EXTRACT:
The US Dollar (USD), on the other hand, continues with its struggle to attract any meaningful buying and further contributes to the USD/JPY pair's intraday pullback of around 25 pips from the vicinity of mid-150.00s. Meanwhile, firming expectations that the Federal Reserve (Fed) will keep interest rates higher for longer, bolstered by hawkish FOMC meeting minutes released on Wednesday, remains supportive of elevated US Treasury bond yields. This favours the USD bulls and suggests that the path of least resistance for the currency pair is to the upside. 

Daily Digest Market Movers: Japanese Yen attracts buyers amid intervention fears, lacks follow-through

  • Japan's Finance Minister Shunichi Suzuki reiterated on Thursday that the government is closely watching FX moves with a high sense of urgency and lends some support to the Japanese Yen. 
  • Bank of Japan (BoJ) Governor Kazuo Ueda said that service prices continue to rise moderately. Expect a positive cycle to strengthen in which a tight labor market leads to higher wages and household income.

(Dataset excerpts on object pointing)
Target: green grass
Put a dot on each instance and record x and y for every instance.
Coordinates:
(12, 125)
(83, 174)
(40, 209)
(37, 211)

ACTIONS TO TAKE:
(a) List every abbreviation that the yen market report gives in parentheses right after a full name.
(b) Carry on with the yen market report from the end of its last bullet point.

SOLVED PROBLEMS:
(a) USD, Fed, BoJ

(b)
  • A recession in Japan fuelled uncertainty about the likely timing of when the BoJ will exit the negative interest rates policy and  keeps a lid on any meaningful upside for the domestic currency. 
  • A private business survey released this Thursday showed that factory activity in Japan shrank for the ninth consecutive month in February due to a sharp reduction in new orders.
  • The au Jibun Bank flash Japan Manufacturing PMI declined to 47.2 in February from 48.0 previous and the gauge for the services sector fell from 53.1 to 52.5 for the current month.
  • The Composite PMI, which combines both manufacturing and services sectors, came in at 50.3 in February, down from the 51.5  previous and suggesting that the overall business activity stagnated.
  • The report added that the slight improvement seen in January evaporated in February and that firms were the least upbeat since January 2023, reflecting reduced optimism with regard to future output.
  • The Japanese Cabinet Office said in its report on Wednesday that the government downgraded its view on the economy in February, marking the first downgrade since November 2023.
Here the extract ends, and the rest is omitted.